------ Data shown ------

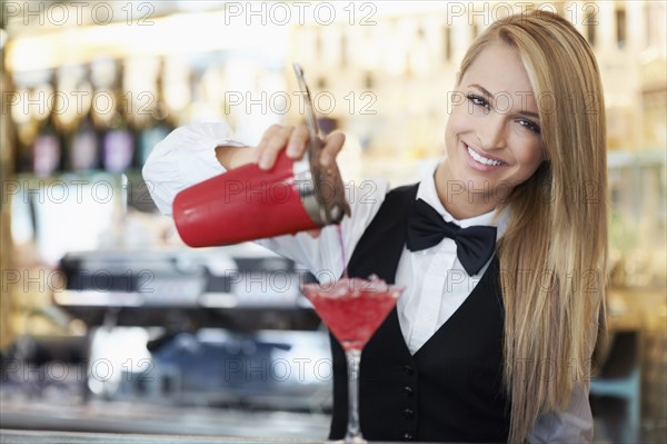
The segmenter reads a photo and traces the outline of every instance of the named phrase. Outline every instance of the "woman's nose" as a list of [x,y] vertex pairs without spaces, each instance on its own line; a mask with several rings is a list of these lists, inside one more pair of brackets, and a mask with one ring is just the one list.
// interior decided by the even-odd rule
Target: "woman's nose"
[[491,111],[478,131],[479,145],[485,150],[505,148],[507,146],[507,119],[501,112]]

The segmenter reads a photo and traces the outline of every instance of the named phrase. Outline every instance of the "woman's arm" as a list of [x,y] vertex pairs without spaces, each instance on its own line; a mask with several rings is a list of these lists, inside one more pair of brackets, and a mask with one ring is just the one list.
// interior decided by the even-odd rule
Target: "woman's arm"
[[[307,140],[307,131],[301,132],[299,127],[273,126],[265,132],[257,147],[248,147],[233,139],[226,122],[191,124],[177,128],[153,148],[143,167],[143,178],[160,211],[171,216],[172,201],[180,190],[248,162],[270,168],[281,149],[287,149],[288,156],[300,157]],[[340,136],[327,140],[322,159],[325,165],[334,161],[344,139]],[[341,221],[345,263],[334,226],[326,227],[317,238],[300,233],[261,239],[258,244],[299,263],[311,273],[321,272],[323,277],[339,277],[354,246],[375,217],[389,188],[385,180],[368,180],[357,185],[346,186],[346,197],[354,218],[345,217]]]

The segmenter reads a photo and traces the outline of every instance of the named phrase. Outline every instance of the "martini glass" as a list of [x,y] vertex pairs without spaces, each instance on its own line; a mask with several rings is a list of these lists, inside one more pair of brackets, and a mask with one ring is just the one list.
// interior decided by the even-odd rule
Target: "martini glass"
[[404,288],[377,276],[332,284],[303,284],[303,294],[345,351],[348,368],[348,425],[345,443],[366,443],[359,425],[359,361],[366,343],[396,305]]

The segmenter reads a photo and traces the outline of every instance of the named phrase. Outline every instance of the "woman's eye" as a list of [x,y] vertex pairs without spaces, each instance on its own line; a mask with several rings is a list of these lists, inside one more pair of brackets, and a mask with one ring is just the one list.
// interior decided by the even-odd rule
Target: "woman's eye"
[[537,125],[530,120],[521,119],[521,120],[519,120],[519,125],[535,134],[540,132],[539,125]]
[[489,108],[489,102],[484,98],[475,95],[466,96],[468,100],[472,102],[472,105],[477,105],[478,107]]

------

### Task statement
Pick out each line of the material above that contains the string "woman", and treat uppercase and lowercase letters as different.

### Solved problem
The segmenter reads a photo and traces the outline of every instance of the named phrase. Outline every instance of the "woman's nose" as a list of [x,y] vertex pairs without spaces, each instance on its own line; a mask with several rings is a list of these lists, inside one more pair of brackets, and a mask with one ring is just the one list.
Target: "woman's nose"
The segmenter reads a photo and traces the outline of every instance of the named phrase. Outline every instance of the "woman's arm" as a list of [x,y] vertex pairs without spaces, each instance on its own line; a mask with several rings is a list of these lists, inside one more pair of brackets, and a mask with one ring is just the one list.
Target: "woman's arm"
The segmenter reads a photo and traces the outline of every instance of the named phrase. Outline every instance of the "woman's eye" as a list of [x,y] vertex pairs without spaces, each instance on its own line; a mask with several rings is a list of these lists, inside one more pair of brackets, and a mask with one ring is just the one list.
Target: "woman's eye"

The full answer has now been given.